**AIM OF THE TASK**: Every line from the one containing "Expected behaviour: for every instance of the corrugated" to the end of the records below, written out word for word, is the whole answer.

☆ ☆ ☆ ☆ ☆ ☆ ☆

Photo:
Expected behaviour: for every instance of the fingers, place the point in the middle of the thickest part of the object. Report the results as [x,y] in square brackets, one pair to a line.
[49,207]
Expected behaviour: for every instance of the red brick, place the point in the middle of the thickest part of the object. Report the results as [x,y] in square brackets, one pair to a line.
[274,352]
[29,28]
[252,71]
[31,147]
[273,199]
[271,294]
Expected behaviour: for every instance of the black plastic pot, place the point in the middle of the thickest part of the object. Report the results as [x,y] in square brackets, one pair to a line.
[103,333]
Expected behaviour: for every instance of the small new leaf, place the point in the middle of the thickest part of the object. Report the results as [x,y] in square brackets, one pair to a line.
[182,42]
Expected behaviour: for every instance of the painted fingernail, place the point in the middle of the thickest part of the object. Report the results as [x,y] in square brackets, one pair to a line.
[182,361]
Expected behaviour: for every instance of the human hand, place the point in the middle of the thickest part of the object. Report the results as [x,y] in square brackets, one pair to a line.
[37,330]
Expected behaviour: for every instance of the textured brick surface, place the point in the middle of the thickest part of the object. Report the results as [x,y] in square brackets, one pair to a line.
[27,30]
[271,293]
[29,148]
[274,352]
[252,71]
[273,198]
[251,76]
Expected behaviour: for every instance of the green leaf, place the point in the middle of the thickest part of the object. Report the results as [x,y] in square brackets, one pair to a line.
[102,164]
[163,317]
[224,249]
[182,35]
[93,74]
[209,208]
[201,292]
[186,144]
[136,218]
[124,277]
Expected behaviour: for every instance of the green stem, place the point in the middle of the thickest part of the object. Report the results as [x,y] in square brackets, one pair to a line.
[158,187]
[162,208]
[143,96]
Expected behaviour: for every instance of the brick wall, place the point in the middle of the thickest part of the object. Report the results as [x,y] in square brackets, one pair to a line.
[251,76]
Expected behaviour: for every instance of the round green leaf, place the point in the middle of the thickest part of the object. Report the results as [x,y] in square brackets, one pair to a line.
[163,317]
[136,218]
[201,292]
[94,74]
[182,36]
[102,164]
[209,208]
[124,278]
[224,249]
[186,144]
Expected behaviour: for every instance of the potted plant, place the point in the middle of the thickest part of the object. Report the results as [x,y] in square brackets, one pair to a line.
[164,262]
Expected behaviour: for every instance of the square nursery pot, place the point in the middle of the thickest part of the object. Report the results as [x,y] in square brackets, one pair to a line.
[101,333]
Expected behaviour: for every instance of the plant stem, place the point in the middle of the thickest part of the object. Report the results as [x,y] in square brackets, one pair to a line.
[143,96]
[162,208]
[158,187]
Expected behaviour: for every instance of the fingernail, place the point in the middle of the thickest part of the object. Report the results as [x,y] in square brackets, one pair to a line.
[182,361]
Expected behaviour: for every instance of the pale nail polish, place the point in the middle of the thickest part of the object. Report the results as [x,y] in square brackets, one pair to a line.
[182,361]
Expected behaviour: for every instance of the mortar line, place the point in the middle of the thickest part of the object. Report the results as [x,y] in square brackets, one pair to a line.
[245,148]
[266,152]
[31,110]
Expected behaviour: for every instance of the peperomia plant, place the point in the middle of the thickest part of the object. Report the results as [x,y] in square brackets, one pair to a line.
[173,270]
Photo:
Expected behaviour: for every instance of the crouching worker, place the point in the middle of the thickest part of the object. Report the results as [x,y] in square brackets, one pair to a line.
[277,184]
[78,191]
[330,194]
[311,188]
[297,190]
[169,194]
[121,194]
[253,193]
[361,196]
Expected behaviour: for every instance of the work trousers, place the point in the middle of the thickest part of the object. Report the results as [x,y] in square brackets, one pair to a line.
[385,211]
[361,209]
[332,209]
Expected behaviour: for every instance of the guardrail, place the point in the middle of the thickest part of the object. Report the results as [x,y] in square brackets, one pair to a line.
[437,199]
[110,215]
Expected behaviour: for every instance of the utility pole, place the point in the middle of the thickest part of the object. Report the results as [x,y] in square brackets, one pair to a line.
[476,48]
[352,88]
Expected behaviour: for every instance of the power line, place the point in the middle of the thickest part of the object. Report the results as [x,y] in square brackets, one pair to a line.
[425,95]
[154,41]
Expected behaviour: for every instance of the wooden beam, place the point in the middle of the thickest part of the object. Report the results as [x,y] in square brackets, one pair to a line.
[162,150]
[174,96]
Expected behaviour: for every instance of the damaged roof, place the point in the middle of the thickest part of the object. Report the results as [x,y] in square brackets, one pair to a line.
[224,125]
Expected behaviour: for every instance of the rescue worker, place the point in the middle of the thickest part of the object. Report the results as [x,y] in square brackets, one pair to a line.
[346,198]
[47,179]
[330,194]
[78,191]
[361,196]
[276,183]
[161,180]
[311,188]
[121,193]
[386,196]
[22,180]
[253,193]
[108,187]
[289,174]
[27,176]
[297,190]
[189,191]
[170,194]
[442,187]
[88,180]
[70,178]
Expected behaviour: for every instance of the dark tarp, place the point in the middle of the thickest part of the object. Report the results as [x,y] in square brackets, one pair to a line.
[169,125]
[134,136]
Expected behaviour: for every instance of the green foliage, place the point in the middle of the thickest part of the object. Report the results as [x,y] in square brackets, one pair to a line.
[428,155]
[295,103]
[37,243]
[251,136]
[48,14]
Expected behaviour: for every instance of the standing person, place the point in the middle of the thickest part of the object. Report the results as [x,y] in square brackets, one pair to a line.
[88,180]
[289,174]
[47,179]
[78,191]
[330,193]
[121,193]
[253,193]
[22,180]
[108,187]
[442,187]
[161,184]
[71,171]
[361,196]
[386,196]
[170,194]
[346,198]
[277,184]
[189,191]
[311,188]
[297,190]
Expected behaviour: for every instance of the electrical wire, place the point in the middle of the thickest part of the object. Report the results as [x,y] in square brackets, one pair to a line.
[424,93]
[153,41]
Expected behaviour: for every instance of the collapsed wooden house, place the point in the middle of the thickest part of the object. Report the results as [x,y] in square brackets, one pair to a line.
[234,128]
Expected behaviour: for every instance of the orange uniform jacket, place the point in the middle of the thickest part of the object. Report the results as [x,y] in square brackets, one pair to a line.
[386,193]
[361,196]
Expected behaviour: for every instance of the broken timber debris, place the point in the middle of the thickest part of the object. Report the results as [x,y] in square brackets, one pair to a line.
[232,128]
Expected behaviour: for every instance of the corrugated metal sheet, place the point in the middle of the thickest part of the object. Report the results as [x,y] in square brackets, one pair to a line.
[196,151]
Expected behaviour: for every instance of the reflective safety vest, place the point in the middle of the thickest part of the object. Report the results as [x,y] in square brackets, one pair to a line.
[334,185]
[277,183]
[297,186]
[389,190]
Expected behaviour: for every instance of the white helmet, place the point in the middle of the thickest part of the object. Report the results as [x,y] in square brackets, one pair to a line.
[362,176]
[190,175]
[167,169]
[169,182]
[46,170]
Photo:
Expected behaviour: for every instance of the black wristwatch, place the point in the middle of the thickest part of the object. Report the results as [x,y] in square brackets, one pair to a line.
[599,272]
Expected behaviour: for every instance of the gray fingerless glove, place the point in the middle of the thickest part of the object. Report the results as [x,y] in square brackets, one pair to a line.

☆ ☆ ☆ ☆ ☆ ☆ ☆

**YOUR SOLUTION**:
Expected behaviour: for every instance of the corrugated metal sheet, place the point in the middle of the thickest part of the object. Report the results as [x,y] in square brackets, one pair to a line.
[196,151]
Expected behaviour: for every instance of the reflective safety vest, place the point in the middle of the thickest part of the object. Report the results as [x,y] in square brackets, one pair to a line.
[334,185]
[277,183]
[297,186]
[389,190]
Expected behaviour: for every instance of the white helmet, place the point in the middle of the thickest part of the object. Report the results as [x,y] in square brackets, one pair to a line.
[362,176]
[190,175]
[167,169]
[169,182]
[46,170]
Photo:
Expected behaviour: for every instance of the black wristwatch, place the point in the middle of the thickest part of the object. Report the results as [x,y] in square brackets, one pair to a line.
[599,272]
Expected behaviour: for every instance of the gray fingerless glove, place the point in the middle of the thickest part of the object. Report the results as [x,y] in square brackets, one pair to a line.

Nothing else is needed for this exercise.